▶ _What is expected_: In the part that opens with the line containing "dark storm cloud?" and closes with the line containing "59], [210, 52]]", swap "dark storm cloud" for "thundercloud" and reproduce only those lines, with everything else left unchanged.

▶ _Entries provided_:
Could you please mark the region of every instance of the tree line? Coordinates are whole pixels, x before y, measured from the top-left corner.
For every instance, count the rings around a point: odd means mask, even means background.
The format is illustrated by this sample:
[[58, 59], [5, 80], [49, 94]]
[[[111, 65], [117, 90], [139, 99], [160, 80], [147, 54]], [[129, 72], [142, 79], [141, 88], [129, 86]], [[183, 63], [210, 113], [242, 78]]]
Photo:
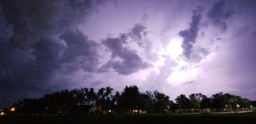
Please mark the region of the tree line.
[[[83, 105], [94, 106], [97, 114], [102, 114], [104, 111], [118, 114], [131, 112], [142, 114], [140, 111], [165, 113], [174, 113], [177, 109], [187, 113], [188, 109], [206, 108], [223, 111], [224, 108], [230, 110], [235, 109], [237, 104], [244, 108], [256, 106], [255, 101], [222, 92], [210, 97], [201, 93], [192, 93], [188, 97], [181, 94], [175, 99], [175, 102], [157, 90], [140, 92], [136, 85], [126, 86], [122, 93], [113, 92], [113, 89], [110, 86], [100, 88], [97, 92], [93, 88], [65, 90], [46, 94], [39, 99], [24, 99], [14, 103], [11, 108], [15, 108], [12, 113], [15, 114], [57, 115], [67, 114], [73, 106]], [[5, 109], [6, 112], [9, 110]], [[12, 113], [9, 111], [9, 113]]]

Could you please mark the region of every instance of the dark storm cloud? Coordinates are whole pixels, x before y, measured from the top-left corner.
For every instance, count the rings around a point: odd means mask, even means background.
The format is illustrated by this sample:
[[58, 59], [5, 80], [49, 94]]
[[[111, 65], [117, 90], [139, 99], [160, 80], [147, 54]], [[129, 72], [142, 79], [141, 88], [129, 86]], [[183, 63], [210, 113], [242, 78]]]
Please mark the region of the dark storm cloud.
[[218, 26], [222, 31], [227, 30], [226, 20], [235, 13], [233, 9], [228, 7], [225, 0], [221, 0], [214, 4], [207, 14], [209, 19], [213, 24]]
[[56, 72], [95, 70], [97, 45], [74, 29], [107, 1], [0, 1], [0, 107], [64, 88]]
[[209, 48], [206, 48], [201, 46], [195, 47], [190, 55], [189, 61], [194, 63], [200, 62], [202, 59], [205, 59], [210, 52]]
[[179, 32], [179, 35], [184, 39], [181, 45], [181, 47], [183, 48], [182, 55], [189, 59], [192, 52], [193, 45], [196, 42], [198, 35], [199, 24], [202, 19], [202, 7], [198, 6], [197, 9], [193, 11], [192, 21], [189, 24], [189, 29], [181, 31]]
[[111, 60], [99, 69], [99, 72], [108, 71], [113, 68], [119, 74], [129, 75], [140, 70], [145, 69], [151, 65], [143, 61], [134, 50], [124, 46], [127, 43], [127, 37], [121, 35], [119, 37], [108, 37], [103, 40], [102, 43], [112, 52]]
[[143, 38], [143, 36], [147, 35], [147, 32], [145, 30], [146, 28], [145, 27], [140, 23], [138, 23], [134, 25], [130, 33], [128, 33], [128, 35], [141, 47], [145, 47]]

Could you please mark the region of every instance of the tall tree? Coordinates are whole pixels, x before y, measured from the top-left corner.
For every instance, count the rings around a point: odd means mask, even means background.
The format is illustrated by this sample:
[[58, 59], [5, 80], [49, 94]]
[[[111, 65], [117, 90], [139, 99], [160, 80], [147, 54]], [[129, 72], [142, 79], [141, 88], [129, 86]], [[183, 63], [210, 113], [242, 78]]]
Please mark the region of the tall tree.
[[187, 113], [187, 109], [188, 108], [189, 104], [189, 99], [186, 97], [186, 95], [181, 94], [175, 99], [176, 103], [177, 104], [178, 107], [180, 109], [186, 110], [186, 112]]
[[[138, 110], [141, 99], [139, 88], [137, 86], [125, 86], [121, 96], [123, 100], [122, 104], [127, 112], [131, 110]], [[134, 113], [136, 114], [136, 113]]]
[[223, 103], [223, 93], [219, 92], [215, 94], [212, 95], [211, 97], [212, 102], [212, 107], [217, 109], [221, 109], [223, 110], [223, 108], [225, 107], [225, 104]]

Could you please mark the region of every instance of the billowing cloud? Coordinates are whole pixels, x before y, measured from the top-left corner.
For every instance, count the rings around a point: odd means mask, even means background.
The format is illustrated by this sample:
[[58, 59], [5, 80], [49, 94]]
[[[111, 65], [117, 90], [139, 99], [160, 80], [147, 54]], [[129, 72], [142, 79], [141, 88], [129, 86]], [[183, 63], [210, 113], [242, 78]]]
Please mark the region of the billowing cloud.
[[189, 28], [179, 32], [179, 35], [184, 39], [181, 45], [183, 48], [182, 55], [189, 59], [192, 52], [193, 45], [196, 42], [198, 35], [199, 24], [202, 19], [202, 7], [198, 6], [197, 9], [193, 11], [193, 15], [192, 17], [192, 21], [189, 24]]
[[64, 68], [68, 69], [66, 71], [70, 72], [79, 68], [86, 71], [96, 70], [99, 63], [99, 55], [97, 54], [99, 45], [89, 40], [78, 30], [67, 31], [60, 38], [63, 39], [67, 45], [61, 60]]
[[93, 71], [96, 45], [74, 29], [107, 2], [1, 1], [0, 104], [64, 87], [49, 84], [57, 72]]
[[108, 37], [102, 41], [111, 50], [112, 54], [111, 60], [101, 68], [100, 72], [113, 68], [119, 74], [128, 75], [150, 66], [150, 64], [143, 61], [135, 51], [123, 46], [127, 42], [127, 38], [123, 35], [117, 38]]
[[146, 28], [142, 25], [136, 24], [131, 29], [128, 35], [141, 47], [145, 47], [144, 43], [143, 42], [143, 37], [147, 35], [145, 31]]
[[220, 0], [215, 3], [207, 14], [213, 25], [219, 27], [223, 31], [227, 30], [226, 20], [235, 13], [234, 10], [229, 7], [227, 3], [225, 0]]

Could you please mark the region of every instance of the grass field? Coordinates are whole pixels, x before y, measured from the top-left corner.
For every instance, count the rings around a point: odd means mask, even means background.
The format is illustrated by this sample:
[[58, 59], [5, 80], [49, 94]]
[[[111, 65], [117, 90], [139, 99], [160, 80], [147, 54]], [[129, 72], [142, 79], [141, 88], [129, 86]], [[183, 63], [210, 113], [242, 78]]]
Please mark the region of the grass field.
[[81, 116], [0, 116], [0, 124], [256, 124], [256, 112]]

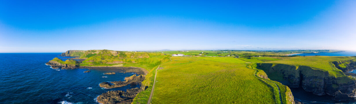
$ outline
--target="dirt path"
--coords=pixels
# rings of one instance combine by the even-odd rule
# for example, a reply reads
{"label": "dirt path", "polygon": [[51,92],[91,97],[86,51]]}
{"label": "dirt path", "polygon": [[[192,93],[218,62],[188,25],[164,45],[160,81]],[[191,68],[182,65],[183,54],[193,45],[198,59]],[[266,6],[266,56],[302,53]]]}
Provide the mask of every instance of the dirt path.
{"label": "dirt path", "polygon": [[[281,95],[281,89],[279,89],[279,87],[278,87],[278,85],[277,85],[277,84],[276,84],[276,83],[275,83],[274,82],[272,82],[272,81],[268,81],[268,80],[265,80],[265,79],[264,79],[263,78],[262,78],[260,77],[258,77],[258,76],[257,76],[257,70],[255,70],[255,69],[254,69],[250,68],[250,67],[247,67],[247,66],[246,66],[246,67],[247,67],[248,69],[252,69],[252,70],[256,70],[256,71],[255,72],[255,76],[256,76],[256,77],[257,77],[258,78],[260,79],[260,80],[263,80],[263,81],[267,81],[267,82],[271,82],[272,83],[273,83],[273,84],[274,84],[274,85],[275,85],[276,86],[277,86],[277,88],[278,88],[278,92],[279,93],[279,100],[281,100],[281,104],[283,104],[283,102],[282,101],[282,95]],[[274,89],[273,87],[272,88],[272,89]],[[273,89],[273,90],[274,90],[274,89]],[[274,91],[273,92],[273,93],[274,93]],[[274,95],[275,95],[276,94],[274,94]],[[276,99],[276,100],[277,100],[277,99]],[[277,103],[277,102],[276,102],[276,104],[278,104],[278,103]]]}
{"label": "dirt path", "polygon": [[[161,64],[162,65],[162,64]],[[155,91],[155,85],[156,84],[156,76],[157,76],[157,70],[159,68],[159,66],[161,66],[160,65],[157,67],[157,69],[156,69],[156,74],[155,75],[155,80],[153,81],[153,85],[152,86],[152,89],[151,90],[151,94],[150,94],[150,97],[148,98],[148,100],[147,102],[147,104],[150,104],[151,103],[151,99],[152,99],[152,96],[153,94],[153,91]]]}
{"label": "dirt path", "polygon": [[[169,62],[171,62],[172,61],[172,60],[170,58],[169,58],[169,60],[171,60],[171,61],[169,61]],[[164,63],[167,63],[167,62],[165,62]],[[150,97],[148,98],[148,100],[147,101],[147,104],[151,104],[151,100],[152,99],[152,96],[153,96],[153,91],[155,91],[155,85],[156,85],[156,76],[157,76],[157,70],[158,70],[158,68],[159,68],[159,66],[160,66],[161,65],[162,65],[162,64],[163,64],[164,63],[162,63],[162,64],[159,65],[158,66],[158,67],[157,67],[157,69],[156,69],[156,72],[155,72],[156,74],[155,75],[155,80],[153,81],[154,81],[153,82],[153,85],[152,86],[152,90],[151,91],[151,93],[150,94]]]}
{"label": "dirt path", "polygon": [[108,59],[108,60],[100,60],[92,61],[89,61],[88,62],[91,62],[99,61],[104,61],[104,60],[124,60],[124,59],[139,59],[139,58],[129,58],[129,59]]}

▶ _Written response_:
Could you please mark the region of every instance of the thundercloud? Coordinates are whole pixels, x before y, measured from the top-left corner.
For every instance, count the rings around a point: odd means mask, even means background.
The format is illustrated by this sample:
[[58, 59], [5, 80], [49, 94]]
[[[111, 65], [117, 90], [139, 99], [160, 80], [147, 54]], [[129, 72], [142, 79], [141, 88], [129, 86]], [[183, 63], [210, 113], [242, 78]]]
Please mark the region of the thundercloud.
[[218, 26], [222, 31], [227, 30], [226, 20], [235, 13], [233, 9], [228, 7], [225, 0], [221, 0], [214, 4], [207, 14], [209, 19], [213, 24]]
[[56, 72], [95, 70], [97, 45], [74, 29], [107, 1], [0, 1], [0, 107], [64, 88]]
[[209, 48], [206, 48], [201, 46], [195, 47], [190, 55], [189, 61], [194, 63], [200, 62], [202, 59], [205, 59], [210, 52]]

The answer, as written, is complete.